*Task statement:* Restate every line of the material, word for word.

*Materials provided:*
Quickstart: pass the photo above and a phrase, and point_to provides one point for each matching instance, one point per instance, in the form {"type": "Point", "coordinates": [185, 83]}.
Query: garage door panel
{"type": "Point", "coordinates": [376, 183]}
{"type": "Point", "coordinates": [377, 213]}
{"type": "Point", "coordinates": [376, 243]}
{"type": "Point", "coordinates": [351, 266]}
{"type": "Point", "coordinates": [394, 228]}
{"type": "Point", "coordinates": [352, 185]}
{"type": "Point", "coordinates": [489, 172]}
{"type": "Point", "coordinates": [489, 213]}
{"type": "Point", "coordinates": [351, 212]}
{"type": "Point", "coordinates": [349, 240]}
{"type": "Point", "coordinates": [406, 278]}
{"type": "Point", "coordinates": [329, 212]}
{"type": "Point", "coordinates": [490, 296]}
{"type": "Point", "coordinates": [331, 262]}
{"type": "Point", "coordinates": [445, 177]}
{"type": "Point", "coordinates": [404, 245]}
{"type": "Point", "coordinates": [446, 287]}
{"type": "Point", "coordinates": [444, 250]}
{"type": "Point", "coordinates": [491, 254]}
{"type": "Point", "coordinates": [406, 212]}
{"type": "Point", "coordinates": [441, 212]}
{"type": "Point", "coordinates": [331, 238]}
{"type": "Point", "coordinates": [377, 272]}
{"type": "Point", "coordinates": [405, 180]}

*Task answer:*
Quickstart: pass the photo above and a phrase, and point_to provides one point for each matching instance, one point per instance, in the form {"type": "Point", "coordinates": [185, 83]}.
Query: garage door panel
{"type": "Point", "coordinates": [376, 183]}
{"type": "Point", "coordinates": [377, 213]}
{"type": "Point", "coordinates": [376, 243]}
{"type": "Point", "coordinates": [351, 266]}
{"type": "Point", "coordinates": [394, 228]}
{"type": "Point", "coordinates": [352, 185]}
{"type": "Point", "coordinates": [489, 172]}
{"type": "Point", "coordinates": [489, 213]}
{"type": "Point", "coordinates": [351, 212]}
{"type": "Point", "coordinates": [349, 240]}
{"type": "Point", "coordinates": [406, 278]}
{"type": "Point", "coordinates": [329, 212]}
{"type": "Point", "coordinates": [490, 296]}
{"type": "Point", "coordinates": [331, 262]}
{"type": "Point", "coordinates": [445, 177]}
{"type": "Point", "coordinates": [404, 245]}
{"type": "Point", "coordinates": [446, 287]}
{"type": "Point", "coordinates": [444, 250]}
{"type": "Point", "coordinates": [491, 254]}
{"type": "Point", "coordinates": [406, 212]}
{"type": "Point", "coordinates": [441, 212]}
{"type": "Point", "coordinates": [331, 238]}
{"type": "Point", "coordinates": [377, 272]}
{"type": "Point", "coordinates": [405, 180]}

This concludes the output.